(Coordinate annotation records)
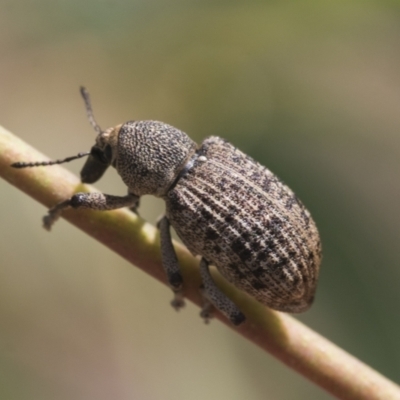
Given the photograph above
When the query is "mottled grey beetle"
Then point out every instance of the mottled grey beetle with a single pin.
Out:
(224, 206)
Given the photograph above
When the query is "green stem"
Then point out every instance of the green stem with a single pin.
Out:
(138, 242)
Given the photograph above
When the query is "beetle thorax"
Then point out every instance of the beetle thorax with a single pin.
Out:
(150, 156)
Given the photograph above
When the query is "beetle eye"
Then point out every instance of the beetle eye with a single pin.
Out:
(102, 156)
(108, 153)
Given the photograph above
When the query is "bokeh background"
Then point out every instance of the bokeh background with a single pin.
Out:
(311, 89)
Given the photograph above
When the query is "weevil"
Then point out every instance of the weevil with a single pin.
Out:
(224, 206)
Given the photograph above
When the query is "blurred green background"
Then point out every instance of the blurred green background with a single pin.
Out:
(311, 89)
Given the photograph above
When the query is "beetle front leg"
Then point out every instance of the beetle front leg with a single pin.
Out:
(170, 263)
(93, 201)
(214, 295)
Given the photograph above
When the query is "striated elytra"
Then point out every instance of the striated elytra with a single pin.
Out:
(224, 206)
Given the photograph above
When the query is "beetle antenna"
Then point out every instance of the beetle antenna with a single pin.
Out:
(46, 163)
(89, 111)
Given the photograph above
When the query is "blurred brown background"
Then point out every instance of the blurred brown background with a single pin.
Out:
(311, 89)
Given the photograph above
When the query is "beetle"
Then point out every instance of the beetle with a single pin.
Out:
(224, 206)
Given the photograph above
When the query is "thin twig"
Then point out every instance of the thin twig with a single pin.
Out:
(137, 241)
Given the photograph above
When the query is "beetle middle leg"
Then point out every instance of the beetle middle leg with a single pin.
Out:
(213, 294)
(170, 263)
(93, 201)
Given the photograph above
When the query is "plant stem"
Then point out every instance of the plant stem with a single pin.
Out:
(290, 341)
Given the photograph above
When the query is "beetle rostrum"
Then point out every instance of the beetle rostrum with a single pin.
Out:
(226, 207)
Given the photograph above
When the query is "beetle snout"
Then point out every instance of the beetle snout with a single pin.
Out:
(92, 170)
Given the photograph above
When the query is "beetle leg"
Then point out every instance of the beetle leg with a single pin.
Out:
(135, 206)
(170, 263)
(214, 295)
(93, 201)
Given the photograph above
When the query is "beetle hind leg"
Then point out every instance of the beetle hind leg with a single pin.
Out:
(170, 263)
(214, 297)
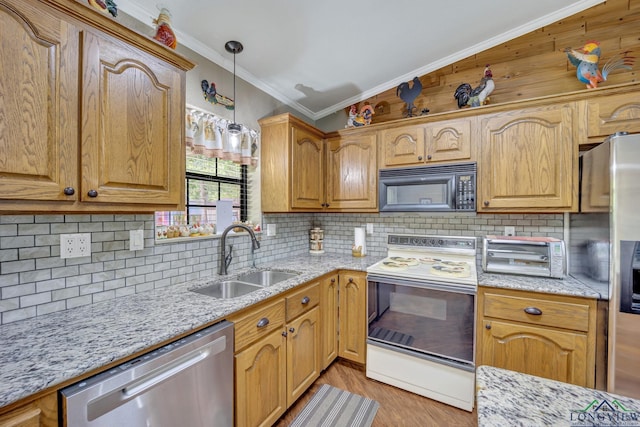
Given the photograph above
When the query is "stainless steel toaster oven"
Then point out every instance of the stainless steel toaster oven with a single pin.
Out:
(531, 256)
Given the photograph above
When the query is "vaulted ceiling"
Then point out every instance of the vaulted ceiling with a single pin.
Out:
(320, 56)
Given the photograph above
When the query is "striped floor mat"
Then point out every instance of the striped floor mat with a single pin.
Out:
(332, 407)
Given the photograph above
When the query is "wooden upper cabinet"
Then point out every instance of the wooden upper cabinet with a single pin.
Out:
(90, 121)
(130, 103)
(307, 167)
(402, 146)
(529, 160)
(449, 140)
(441, 141)
(304, 172)
(607, 115)
(352, 173)
(38, 103)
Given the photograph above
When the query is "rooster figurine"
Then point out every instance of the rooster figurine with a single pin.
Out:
(586, 60)
(465, 95)
(211, 95)
(409, 94)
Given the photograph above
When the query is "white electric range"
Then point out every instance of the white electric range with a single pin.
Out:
(421, 309)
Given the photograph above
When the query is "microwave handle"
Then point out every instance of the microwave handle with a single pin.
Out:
(511, 242)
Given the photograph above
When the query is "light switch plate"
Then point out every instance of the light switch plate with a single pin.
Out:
(136, 240)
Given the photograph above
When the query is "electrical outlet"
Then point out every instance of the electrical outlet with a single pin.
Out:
(75, 245)
(136, 240)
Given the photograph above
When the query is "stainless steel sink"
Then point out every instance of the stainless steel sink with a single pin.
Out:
(227, 289)
(266, 277)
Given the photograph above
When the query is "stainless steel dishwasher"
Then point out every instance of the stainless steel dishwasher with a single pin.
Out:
(186, 383)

● **TASK TO COMPLETE**
Pictures in the data above should not be copied; transcribe everything else exactly.

● **ANSWER TO THE TASK**
Given the photograph above
When the query is "mottled grey beetle"
Then point out every instance of the mottled grey beetle with a single pin.
Out:
(224, 206)
Given the photograph above
When the query is "green stem"
Then point out every instance of the green stem with a single pin.
Out:
(138, 242)
Given the photograph above
When the query is "beetle thorax"
Then point out every instance of the beetle thorax with a single pin.
Out:
(150, 156)
Given the photograph above
When the query is "beetle eye"
Then point out every instance of the beetle eye with a single pin.
Out:
(102, 156)
(108, 153)
Given the photograph above
When the query is "bokeh background"
Then point out every instance of the bokeh background with a single pin.
Out:
(311, 89)
Given the photograph above
When the query is "weevil"
Then point out every instance of the weevil with a single pin.
Out:
(224, 206)
Given the photograph above
When the query is "blurred green background"
Then point out every instance of the blurred green background with a single pin.
Out:
(311, 89)
Given the photograph above
When the query is "beetle front leg"
Then point out every instance of the beetle front leg with a single pin.
Out:
(170, 263)
(93, 201)
(214, 295)
Given the photograph above
When the query is "striated elytra"
Then point out every instance of the striated elytra with a single pin.
Out:
(224, 206)
Given the photograph above
When the query is "beetle antenna"
Then point out every instance of the beetle antenna with a single pin.
Out:
(46, 163)
(89, 111)
Given the photograph above
When the query is "blurred brown background"
Then point out every instance of the blurred brown background with a single pin.
Out:
(311, 89)
Given the photograph above
When the query is "beetle"
Then point out every instance of the beetle with a single pin.
Out:
(224, 206)
Given the photograph above
When the query is "thin twig"
Then point out every instance of the thin twig with a single pin.
Out:
(137, 241)
Given the photograph above
When the query is "beetle middle leg"
Then point out every instance of the beetle middle leg with a single pin.
Out:
(213, 294)
(170, 263)
(93, 201)
Given the photograph above
When the query is "plant stem"
Then point out every instance of the plant stem with a single pin.
Out:
(290, 341)
Given the photograph above
When the query is "beetle rostrum"
Then point out every instance of the beetle rostrum with a single pin.
Out:
(226, 207)
Given the photograph above
When the query is "beetle snout"
Then point out every instance of the beetle snout with a single pin.
Out:
(92, 170)
Given the photograph above
When the query is "beetle leg"
Then point out every instance of the beetle leg with a single pin.
Out:
(135, 206)
(170, 263)
(214, 295)
(93, 201)
Given the photograph above
When the query is "beetle hind leg"
Then point out every instance of the beetle hind leg with a single pin.
Out:
(170, 263)
(214, 297)
Given the photograph above
When the query is "stainless steel toaster oven"
Then point out every instance of the stainless steel toaster oven with a single pin.
Out:
(531, 256)
Given the photograph above
When the query is "vaulted ceiling"
Then point out every instance of the vaulted ceiling with a single pin.
Out:
(320, 56)
Given the photograph above
When the query is "striped floor mat"
Then point out every instance of the striped floor mat with a single pin.
Out:
(332, 407)
Given the photograph above
When the query is "wooden upper cabinet"
Then point out every instance of the wooden upper cabinet with a single pin.
Out:
(90, 121)
(130, 103)
(307, 167)
(402, 146)
(529, 160)
(449, 140)
(441, 141)
(304, 172)
(607, 115)
(352, 173)
(38, 103)
Given the photograph above
When the query is "rooster figurine"
Then point out every instance of the rooster figurine with a single pin.
Out:
(586, 60)
(465, 95)
(211, 95)
(409, 94)
Given the photograph above
When the query is "white electric range"
Then point out every instance of the white electric range with a single pin.
Out:
(421, 309)
Given the photograph above
When the query is "microwave handle"
Then point out every instance of the microwave handle with a single pin.
Out:
(511, 242)
Given the photograph above
When the query is "light switch plate"
Then point out every instance of the light switch plate with a single pin.
Out:
(136, 240)
Given the photograph above
When the query is "electrical outlet"
Then point out every instance of the electrical outlet with a single pin.
Out:
(75, 245)
(136, 240)
Given the photograph above
When the query is "stainless steel sink"
Then point out every instance of the stainless steel sink with a single pin.
Out:
(227, 289)
(266, 277)
Given the photograph above
When the query is "stainless steel dishwasher"
Then point out every instance of the stainless steel dishwasher with a single pin.
Out:
(186, 383)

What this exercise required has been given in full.